• Texte source:
§
La méchante péniche penchée du Tabarro, qu’on croirait échouée, avec son lourd réalisme, est-elle l’emblème de ce Trittico venu de la Scala, remplaçant la très poétique lecture de Sylvano Bussoti, montée pour la première fois en 1983 sur la scène scaligère ? On conserve ému le souvenir de celle-ci, d’abord à cause de la direction de Gianandrea Gavazzeni, mêlant subtilement théâtre et esthétisme, ensuite pour quelques incarnations majeures : le Michele de Cappuccilli, la Giorgetta de Sylvia Sass, la Zia Principessa de Dunja Vejzovich (chanteuse largement sous-estimée), la Lauretta de Cecilia Gasdia, et déjà, le Schicchi de Juan Pons.
§
• Consigne donnée:
Recopiez le passage du texte sur le Trittico qui s’ouvre sur les mots contenant "La méchante péniche" et se ferme sur "de Juan Pons.", en rebaptisant "péniche" en "barge". Les items proviennent d’une autre source que le texte.
§
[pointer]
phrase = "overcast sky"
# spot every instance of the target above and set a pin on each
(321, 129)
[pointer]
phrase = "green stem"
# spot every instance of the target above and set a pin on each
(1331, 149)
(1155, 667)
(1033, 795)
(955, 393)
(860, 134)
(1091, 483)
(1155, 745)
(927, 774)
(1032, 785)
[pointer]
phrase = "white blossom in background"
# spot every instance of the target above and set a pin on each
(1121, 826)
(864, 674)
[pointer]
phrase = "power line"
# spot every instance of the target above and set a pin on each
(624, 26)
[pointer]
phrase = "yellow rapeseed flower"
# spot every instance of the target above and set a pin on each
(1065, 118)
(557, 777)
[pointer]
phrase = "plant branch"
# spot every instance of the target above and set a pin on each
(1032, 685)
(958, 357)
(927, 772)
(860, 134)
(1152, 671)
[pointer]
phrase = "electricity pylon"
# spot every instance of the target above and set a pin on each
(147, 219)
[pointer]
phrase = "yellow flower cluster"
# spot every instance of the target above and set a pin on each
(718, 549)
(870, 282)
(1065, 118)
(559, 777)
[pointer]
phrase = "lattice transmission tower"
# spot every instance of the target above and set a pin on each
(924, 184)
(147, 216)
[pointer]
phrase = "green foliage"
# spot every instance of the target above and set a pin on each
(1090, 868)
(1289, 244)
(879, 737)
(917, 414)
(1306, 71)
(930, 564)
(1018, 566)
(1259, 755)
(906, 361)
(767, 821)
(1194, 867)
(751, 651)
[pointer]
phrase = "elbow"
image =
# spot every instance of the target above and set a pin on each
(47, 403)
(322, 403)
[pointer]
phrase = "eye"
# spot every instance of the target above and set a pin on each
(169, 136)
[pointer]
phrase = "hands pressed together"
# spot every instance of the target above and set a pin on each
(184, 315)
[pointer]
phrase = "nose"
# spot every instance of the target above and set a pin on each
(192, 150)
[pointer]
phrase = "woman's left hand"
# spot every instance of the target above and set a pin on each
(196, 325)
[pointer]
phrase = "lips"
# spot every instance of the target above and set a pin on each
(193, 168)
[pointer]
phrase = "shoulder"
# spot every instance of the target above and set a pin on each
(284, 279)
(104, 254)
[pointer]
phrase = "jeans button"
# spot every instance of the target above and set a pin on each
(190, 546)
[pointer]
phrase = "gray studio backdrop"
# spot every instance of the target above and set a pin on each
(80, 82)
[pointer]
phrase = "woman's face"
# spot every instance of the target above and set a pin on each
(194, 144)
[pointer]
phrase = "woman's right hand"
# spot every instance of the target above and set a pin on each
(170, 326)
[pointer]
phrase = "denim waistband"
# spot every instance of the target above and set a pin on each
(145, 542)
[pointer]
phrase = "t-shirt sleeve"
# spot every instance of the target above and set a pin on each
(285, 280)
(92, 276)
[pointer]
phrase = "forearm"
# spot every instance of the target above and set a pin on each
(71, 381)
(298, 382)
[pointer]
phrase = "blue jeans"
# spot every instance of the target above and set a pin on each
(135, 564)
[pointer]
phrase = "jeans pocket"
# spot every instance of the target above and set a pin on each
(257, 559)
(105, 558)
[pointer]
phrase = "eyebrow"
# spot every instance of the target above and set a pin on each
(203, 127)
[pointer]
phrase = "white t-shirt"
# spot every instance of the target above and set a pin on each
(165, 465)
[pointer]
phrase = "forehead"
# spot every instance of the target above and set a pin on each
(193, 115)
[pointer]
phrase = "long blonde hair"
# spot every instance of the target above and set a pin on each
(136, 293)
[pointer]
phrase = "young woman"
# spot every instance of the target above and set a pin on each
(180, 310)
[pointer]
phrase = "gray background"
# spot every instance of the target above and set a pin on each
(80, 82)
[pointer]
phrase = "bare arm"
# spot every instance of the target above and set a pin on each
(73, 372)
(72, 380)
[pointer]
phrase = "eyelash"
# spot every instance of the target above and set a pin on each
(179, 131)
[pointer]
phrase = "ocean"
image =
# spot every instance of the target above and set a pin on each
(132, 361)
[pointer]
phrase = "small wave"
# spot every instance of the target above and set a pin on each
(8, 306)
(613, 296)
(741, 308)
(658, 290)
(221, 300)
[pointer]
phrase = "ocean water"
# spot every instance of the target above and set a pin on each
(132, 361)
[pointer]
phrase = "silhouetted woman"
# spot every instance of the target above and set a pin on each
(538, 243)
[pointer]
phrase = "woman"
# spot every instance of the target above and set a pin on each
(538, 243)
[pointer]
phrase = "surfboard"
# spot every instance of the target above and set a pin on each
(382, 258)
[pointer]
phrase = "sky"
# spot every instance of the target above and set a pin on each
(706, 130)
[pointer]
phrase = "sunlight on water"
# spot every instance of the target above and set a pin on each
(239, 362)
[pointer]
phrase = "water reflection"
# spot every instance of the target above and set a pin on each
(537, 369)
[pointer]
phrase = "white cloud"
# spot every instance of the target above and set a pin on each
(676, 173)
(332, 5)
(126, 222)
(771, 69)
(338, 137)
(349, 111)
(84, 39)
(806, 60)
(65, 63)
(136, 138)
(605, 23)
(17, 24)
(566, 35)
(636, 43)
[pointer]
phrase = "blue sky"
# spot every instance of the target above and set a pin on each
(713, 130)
§
• Résultat ci-dessous:
La méchante barge penchée du Tabarro, qu’on croirait échouée, avec son lourd réalisme, est-elle l’emblème de ce Trittico venu de la Scala, remplaçant la très poétique lecture de Sylvano Bussoti, montée pour la première fois en 1983 sur la scène scaligère ? On conserve ému le souvenir de celle-ci, d’abord à cause de la direction de Gianandrea Gavazzeni, mêlant subtilement théâtre et esthétisme, ensuite pour quelques incarnations majeures : le Michele de Cappuccilli, la Giorgetta de Sylvia Sass, la Zia Principessa de Dunja Vejzovich (chanteuse largement sous-estimée), la Lauretta de Cecilia Gasdia, et déjà, le Schicchi de Juan Pons.